===== Records provided

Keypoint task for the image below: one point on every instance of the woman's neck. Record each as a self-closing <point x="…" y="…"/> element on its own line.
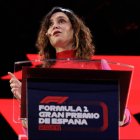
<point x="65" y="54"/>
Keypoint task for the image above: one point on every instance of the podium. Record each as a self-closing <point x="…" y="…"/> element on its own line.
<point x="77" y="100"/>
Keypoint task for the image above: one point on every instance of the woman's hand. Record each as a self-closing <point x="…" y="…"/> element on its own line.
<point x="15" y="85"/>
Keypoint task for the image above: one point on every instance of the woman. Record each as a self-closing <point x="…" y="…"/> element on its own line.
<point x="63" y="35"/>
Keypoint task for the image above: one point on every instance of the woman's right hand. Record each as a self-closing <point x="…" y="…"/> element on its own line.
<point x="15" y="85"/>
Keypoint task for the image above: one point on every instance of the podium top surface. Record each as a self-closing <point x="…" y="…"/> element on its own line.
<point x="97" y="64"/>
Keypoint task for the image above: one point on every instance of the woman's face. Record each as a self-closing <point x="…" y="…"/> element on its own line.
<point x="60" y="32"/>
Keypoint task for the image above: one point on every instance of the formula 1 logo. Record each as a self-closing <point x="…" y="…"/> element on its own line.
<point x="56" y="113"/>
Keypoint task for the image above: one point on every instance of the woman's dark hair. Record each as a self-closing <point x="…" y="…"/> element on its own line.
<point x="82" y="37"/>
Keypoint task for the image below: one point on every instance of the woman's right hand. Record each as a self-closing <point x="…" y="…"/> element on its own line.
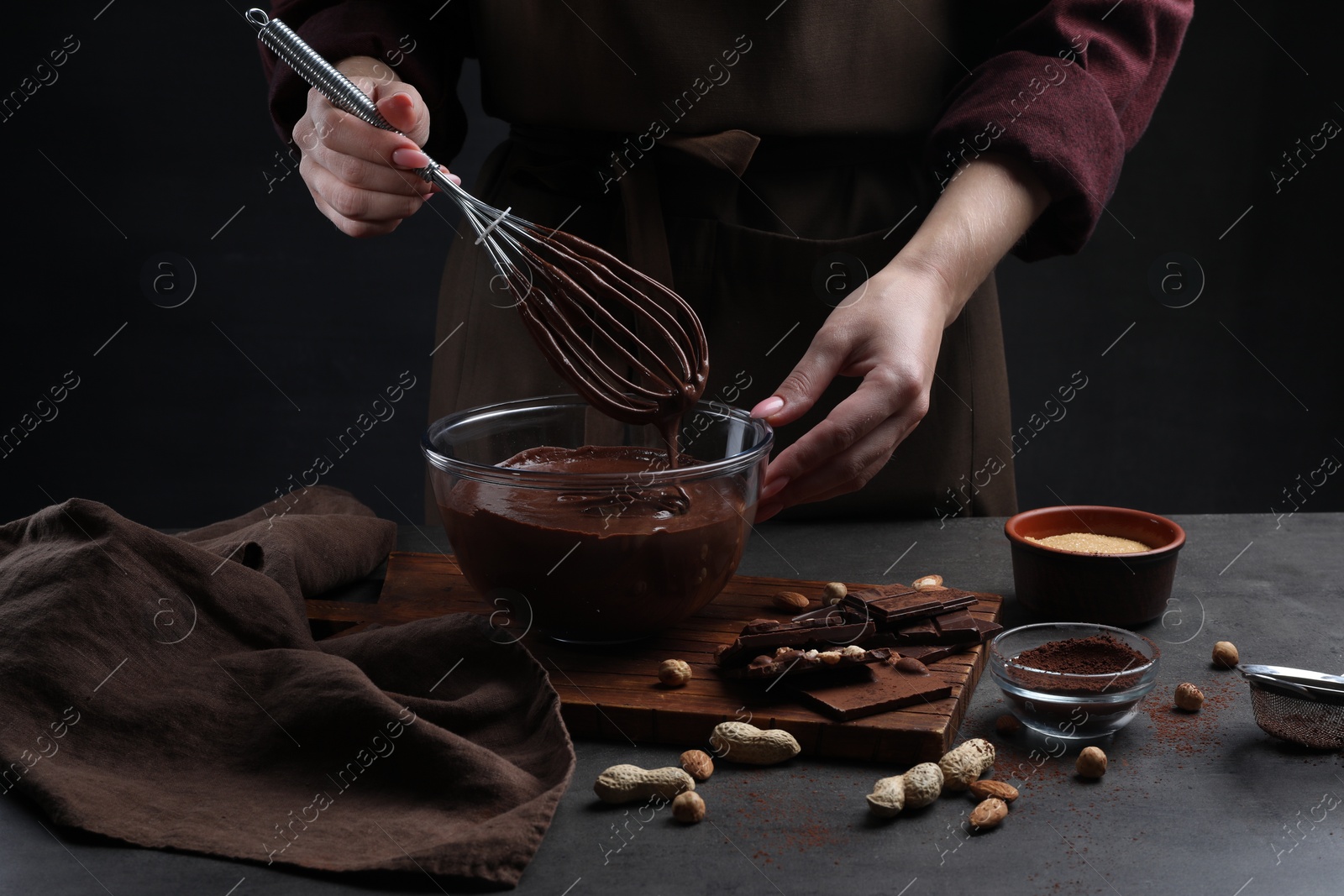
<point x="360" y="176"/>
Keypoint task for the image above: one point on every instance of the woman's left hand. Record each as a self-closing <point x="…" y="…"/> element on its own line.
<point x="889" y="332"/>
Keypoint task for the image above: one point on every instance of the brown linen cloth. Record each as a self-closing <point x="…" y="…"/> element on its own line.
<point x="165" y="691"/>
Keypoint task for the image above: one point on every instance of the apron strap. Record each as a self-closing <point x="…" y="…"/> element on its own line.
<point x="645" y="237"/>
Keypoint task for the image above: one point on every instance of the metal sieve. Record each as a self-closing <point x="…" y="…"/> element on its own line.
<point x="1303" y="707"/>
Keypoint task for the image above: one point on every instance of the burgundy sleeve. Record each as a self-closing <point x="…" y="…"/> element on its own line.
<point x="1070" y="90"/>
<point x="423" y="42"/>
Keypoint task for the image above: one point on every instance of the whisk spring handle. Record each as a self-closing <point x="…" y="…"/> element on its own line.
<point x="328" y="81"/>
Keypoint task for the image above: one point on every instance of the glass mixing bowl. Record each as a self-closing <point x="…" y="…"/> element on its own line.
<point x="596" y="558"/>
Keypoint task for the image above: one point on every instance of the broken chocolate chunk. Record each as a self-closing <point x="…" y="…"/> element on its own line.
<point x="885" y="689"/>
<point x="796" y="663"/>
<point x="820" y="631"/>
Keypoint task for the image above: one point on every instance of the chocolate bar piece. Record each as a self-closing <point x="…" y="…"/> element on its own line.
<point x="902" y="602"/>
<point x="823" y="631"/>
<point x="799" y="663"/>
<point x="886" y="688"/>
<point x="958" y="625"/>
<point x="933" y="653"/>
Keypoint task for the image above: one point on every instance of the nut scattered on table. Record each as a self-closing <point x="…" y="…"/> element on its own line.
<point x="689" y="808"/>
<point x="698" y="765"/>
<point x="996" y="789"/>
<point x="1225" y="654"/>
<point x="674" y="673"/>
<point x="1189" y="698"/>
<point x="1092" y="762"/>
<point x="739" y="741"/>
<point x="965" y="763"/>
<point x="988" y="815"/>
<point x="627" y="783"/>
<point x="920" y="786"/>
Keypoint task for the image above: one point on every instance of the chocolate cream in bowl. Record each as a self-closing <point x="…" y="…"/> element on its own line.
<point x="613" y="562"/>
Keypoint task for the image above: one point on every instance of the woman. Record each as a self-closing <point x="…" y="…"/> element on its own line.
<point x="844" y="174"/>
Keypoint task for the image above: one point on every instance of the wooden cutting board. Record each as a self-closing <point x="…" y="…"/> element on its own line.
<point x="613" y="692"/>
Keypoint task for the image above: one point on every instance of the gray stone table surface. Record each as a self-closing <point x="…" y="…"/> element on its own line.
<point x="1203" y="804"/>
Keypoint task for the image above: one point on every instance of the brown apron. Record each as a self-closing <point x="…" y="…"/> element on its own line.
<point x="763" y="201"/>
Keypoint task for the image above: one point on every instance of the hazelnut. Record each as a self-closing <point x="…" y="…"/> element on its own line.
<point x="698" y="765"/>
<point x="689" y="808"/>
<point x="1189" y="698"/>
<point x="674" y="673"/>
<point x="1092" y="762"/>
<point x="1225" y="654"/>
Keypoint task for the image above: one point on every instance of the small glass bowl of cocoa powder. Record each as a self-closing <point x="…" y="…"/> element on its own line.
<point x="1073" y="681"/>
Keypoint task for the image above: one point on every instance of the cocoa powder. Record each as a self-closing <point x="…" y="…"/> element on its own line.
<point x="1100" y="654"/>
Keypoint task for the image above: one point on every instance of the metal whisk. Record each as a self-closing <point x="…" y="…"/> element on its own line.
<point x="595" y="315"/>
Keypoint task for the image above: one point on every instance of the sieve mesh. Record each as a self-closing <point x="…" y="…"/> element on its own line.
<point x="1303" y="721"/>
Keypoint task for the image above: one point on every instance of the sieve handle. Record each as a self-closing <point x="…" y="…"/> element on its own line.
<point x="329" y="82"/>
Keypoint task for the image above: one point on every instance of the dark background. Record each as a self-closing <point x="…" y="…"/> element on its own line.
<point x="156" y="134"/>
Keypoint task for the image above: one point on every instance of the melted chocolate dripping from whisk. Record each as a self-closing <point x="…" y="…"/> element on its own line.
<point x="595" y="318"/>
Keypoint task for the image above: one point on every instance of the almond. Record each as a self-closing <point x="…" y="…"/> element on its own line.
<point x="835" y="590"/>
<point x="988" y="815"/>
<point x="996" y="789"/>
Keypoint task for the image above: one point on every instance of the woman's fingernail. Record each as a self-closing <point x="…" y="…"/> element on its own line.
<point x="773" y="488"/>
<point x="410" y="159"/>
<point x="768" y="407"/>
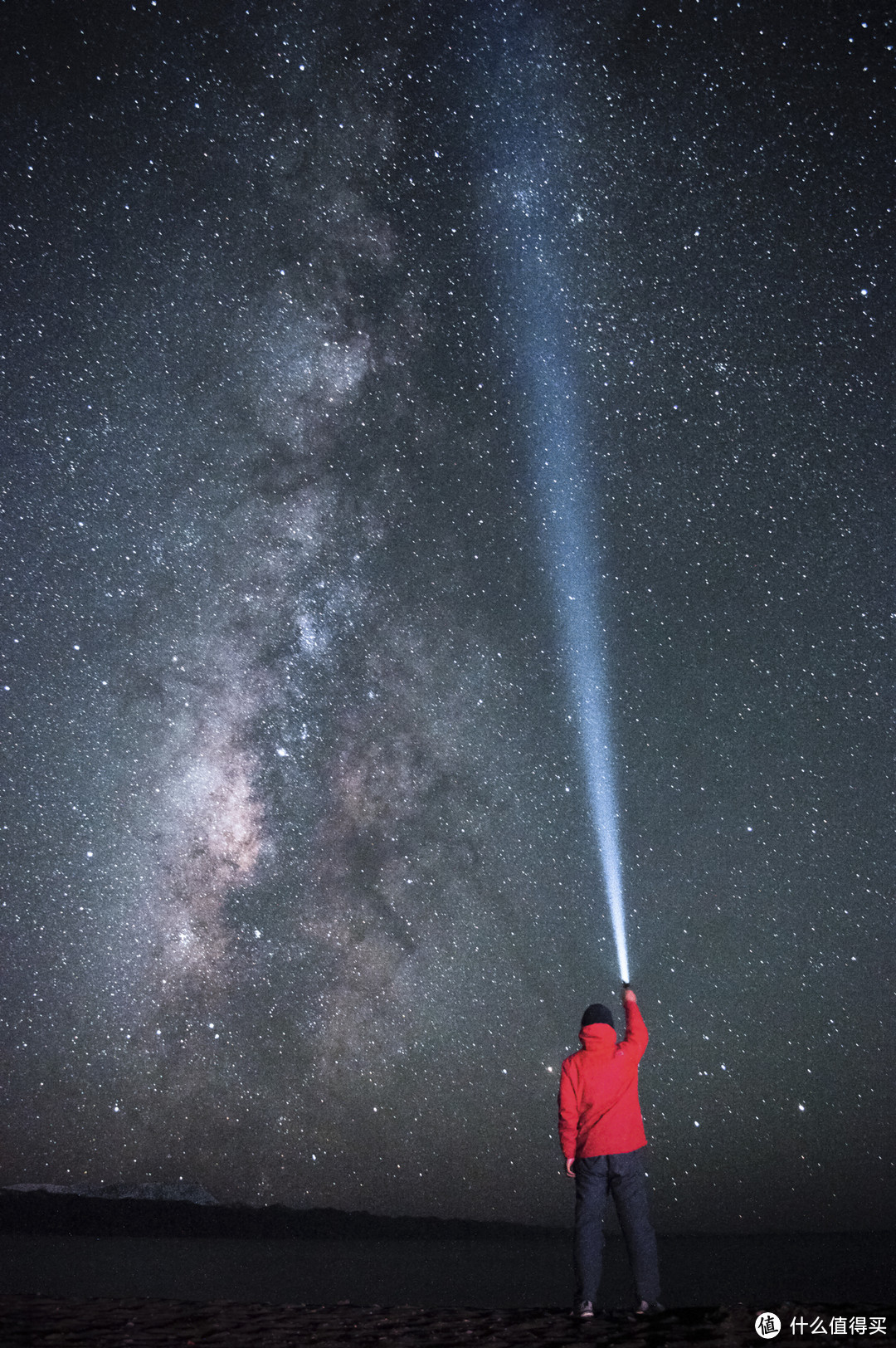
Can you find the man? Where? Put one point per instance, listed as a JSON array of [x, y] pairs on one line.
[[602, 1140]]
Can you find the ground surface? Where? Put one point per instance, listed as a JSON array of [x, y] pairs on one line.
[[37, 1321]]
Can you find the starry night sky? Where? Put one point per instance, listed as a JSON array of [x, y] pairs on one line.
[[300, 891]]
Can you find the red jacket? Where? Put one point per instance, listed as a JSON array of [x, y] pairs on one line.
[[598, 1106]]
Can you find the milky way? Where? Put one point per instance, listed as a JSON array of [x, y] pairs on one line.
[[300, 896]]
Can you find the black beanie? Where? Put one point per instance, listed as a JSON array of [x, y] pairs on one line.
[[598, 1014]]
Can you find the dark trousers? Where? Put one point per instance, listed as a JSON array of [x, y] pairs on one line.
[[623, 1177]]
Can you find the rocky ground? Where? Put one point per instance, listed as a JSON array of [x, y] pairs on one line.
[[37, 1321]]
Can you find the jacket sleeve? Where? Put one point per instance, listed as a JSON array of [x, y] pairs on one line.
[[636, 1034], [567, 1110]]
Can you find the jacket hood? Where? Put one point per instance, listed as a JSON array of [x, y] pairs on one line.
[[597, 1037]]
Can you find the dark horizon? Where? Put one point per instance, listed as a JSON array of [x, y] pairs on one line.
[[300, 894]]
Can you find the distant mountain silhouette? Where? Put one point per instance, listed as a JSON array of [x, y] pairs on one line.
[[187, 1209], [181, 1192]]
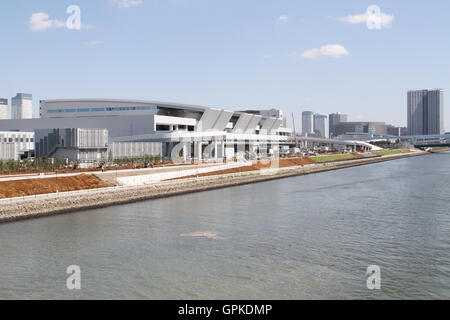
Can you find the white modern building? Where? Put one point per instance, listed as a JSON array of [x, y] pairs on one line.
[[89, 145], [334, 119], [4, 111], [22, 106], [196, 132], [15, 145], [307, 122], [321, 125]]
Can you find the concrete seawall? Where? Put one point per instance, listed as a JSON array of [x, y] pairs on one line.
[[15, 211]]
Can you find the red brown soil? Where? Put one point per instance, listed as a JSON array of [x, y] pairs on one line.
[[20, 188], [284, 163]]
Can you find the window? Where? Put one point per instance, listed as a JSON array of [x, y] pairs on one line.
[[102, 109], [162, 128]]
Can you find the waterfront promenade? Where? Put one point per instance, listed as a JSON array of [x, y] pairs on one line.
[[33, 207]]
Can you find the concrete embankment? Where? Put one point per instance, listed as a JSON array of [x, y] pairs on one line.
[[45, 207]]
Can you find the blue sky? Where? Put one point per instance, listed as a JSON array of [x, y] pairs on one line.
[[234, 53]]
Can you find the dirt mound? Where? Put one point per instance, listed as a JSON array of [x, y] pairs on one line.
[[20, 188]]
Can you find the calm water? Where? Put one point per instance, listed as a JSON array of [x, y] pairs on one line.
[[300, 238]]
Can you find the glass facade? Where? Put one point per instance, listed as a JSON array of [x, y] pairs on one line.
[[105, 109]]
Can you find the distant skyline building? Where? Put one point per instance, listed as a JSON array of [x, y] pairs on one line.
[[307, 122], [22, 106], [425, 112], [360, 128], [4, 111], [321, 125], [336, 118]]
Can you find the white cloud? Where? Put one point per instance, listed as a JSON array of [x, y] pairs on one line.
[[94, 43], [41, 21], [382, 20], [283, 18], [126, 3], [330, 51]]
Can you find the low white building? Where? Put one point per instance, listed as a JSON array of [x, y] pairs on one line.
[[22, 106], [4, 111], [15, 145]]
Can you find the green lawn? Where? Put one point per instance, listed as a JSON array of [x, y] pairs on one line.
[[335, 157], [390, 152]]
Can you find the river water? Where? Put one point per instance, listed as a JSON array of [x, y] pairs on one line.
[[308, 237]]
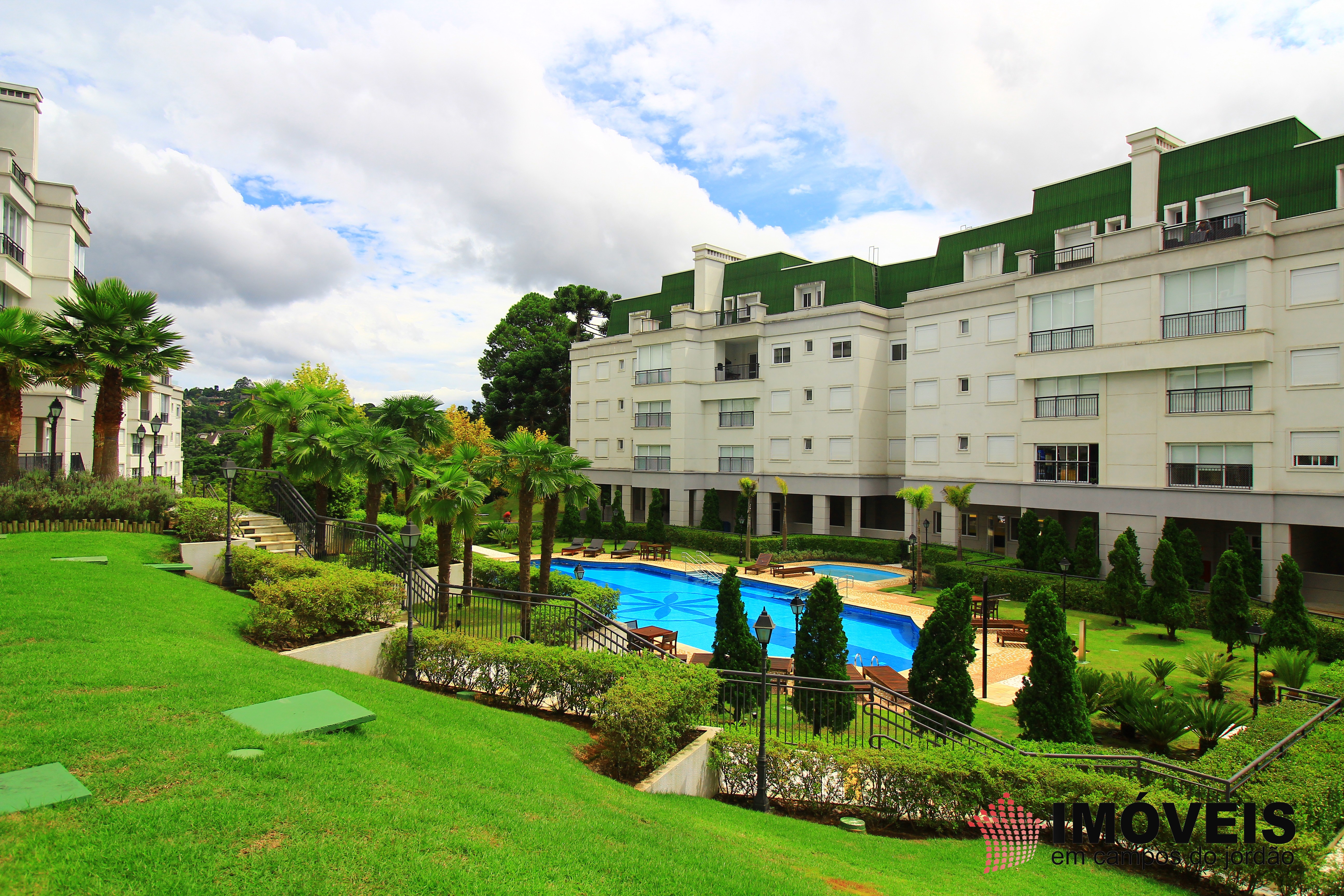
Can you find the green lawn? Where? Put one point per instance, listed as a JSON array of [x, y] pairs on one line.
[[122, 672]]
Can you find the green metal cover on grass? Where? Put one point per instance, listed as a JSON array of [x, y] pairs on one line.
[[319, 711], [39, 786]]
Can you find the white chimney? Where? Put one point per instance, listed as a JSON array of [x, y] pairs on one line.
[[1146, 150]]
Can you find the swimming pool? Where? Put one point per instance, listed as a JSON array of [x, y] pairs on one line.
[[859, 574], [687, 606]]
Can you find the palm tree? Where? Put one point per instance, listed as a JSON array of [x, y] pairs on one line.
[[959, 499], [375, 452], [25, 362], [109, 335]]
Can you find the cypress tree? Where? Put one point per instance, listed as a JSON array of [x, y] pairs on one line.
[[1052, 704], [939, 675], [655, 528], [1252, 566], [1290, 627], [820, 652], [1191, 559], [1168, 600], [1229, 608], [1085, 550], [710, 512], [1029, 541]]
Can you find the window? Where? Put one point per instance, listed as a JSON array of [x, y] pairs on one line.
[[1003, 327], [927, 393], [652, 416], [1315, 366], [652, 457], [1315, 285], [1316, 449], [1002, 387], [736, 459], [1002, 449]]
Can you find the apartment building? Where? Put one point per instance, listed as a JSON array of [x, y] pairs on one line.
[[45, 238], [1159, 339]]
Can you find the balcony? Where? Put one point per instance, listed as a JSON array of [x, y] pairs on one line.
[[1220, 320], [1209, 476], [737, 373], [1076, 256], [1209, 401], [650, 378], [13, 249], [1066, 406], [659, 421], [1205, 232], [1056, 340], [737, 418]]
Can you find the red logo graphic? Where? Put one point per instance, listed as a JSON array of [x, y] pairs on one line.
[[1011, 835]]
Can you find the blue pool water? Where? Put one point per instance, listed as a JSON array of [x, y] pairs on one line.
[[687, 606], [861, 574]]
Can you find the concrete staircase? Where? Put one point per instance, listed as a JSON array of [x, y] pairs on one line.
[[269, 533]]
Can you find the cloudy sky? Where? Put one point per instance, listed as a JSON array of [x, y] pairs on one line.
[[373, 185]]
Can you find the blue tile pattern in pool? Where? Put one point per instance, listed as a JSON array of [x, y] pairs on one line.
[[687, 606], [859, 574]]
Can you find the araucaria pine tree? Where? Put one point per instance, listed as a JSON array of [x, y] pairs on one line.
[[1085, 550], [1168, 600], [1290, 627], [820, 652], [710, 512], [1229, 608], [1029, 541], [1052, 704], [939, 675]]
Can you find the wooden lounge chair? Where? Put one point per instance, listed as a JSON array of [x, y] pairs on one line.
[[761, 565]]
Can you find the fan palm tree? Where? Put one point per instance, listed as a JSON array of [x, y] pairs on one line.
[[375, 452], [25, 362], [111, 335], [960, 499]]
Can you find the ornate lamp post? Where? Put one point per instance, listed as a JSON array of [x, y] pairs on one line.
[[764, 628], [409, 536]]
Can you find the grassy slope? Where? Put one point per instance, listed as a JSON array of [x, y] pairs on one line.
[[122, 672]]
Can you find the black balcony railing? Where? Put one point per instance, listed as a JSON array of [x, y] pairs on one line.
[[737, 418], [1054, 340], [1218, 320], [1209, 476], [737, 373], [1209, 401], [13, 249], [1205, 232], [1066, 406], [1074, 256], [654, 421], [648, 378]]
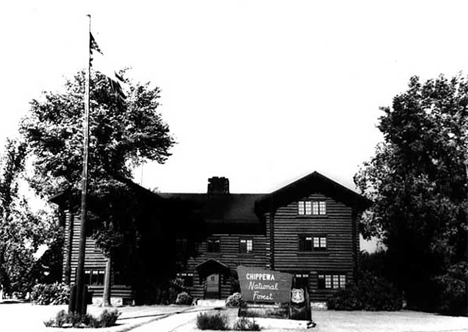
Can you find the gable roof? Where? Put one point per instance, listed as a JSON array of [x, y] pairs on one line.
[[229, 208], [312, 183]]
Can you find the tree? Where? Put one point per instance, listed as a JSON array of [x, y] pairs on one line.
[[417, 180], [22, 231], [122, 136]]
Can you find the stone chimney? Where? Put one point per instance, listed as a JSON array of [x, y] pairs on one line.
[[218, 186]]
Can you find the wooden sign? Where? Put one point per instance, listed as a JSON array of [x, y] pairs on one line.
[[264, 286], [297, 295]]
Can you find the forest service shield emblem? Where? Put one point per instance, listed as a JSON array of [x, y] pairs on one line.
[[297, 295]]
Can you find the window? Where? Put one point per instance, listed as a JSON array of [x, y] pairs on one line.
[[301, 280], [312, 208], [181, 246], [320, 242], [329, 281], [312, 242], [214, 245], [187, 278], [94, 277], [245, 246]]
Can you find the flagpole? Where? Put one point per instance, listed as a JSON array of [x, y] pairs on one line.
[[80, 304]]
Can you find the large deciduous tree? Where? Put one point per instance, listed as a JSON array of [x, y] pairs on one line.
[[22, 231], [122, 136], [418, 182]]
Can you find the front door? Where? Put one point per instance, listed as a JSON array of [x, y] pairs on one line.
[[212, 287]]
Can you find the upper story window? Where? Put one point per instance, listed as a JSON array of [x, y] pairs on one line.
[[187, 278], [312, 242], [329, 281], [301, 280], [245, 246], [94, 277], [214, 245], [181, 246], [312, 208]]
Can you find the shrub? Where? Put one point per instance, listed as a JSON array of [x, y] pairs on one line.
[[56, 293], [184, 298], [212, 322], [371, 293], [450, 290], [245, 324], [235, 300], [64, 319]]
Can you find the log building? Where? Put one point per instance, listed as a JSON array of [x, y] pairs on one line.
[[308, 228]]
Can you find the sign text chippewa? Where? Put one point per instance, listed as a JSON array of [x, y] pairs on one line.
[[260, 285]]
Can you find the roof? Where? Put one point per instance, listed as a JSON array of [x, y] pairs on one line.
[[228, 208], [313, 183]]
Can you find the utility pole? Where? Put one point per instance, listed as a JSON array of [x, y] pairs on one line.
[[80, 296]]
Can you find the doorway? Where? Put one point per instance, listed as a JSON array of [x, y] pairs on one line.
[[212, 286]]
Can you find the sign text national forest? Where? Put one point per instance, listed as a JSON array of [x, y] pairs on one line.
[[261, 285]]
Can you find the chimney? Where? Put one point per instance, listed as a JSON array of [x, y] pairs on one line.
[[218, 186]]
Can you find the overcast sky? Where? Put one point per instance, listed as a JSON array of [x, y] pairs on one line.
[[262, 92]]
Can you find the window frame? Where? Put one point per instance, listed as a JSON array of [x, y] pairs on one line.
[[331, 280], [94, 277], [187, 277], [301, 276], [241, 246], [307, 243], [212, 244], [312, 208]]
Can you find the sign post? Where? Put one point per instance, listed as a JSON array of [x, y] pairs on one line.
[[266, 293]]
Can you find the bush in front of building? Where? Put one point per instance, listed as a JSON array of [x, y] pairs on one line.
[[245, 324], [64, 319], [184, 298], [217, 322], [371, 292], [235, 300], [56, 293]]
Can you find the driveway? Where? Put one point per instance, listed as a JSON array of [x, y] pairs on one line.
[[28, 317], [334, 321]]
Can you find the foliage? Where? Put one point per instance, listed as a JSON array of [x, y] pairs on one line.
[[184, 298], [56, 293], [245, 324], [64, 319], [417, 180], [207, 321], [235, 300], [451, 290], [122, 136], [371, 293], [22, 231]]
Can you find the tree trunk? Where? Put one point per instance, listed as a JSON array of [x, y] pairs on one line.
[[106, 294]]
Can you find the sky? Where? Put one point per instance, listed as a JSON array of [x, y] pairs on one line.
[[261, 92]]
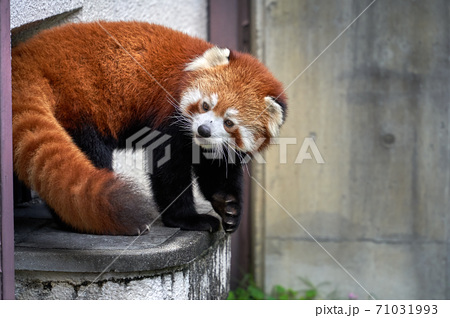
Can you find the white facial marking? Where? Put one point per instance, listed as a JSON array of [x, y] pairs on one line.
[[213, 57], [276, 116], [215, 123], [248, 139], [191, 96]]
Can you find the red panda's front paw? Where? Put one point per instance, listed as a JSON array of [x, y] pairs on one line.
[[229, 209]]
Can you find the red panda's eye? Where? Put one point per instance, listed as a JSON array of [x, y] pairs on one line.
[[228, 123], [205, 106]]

==========

__What you are asked to do__:
Arrange the records from the line with "Can you find the dirt" up to and including the line with "[[300, 238]]" as a two-column CSV with the columns text and answer. Give one row for each record, put each field in quotation marks, and replace any line breaks with spaces.

__Solution for this problem__:
text,answer
"Can you find the dirt mound? Where? Put one point per instance, listed as a JSON array of [x, y] pairs on one line.","[[20, 188]]"
"Can you find the calm water? Where? Put one point per instance, listed as a JSON array of [x, y] pairs on one line.","[[300, 238]]"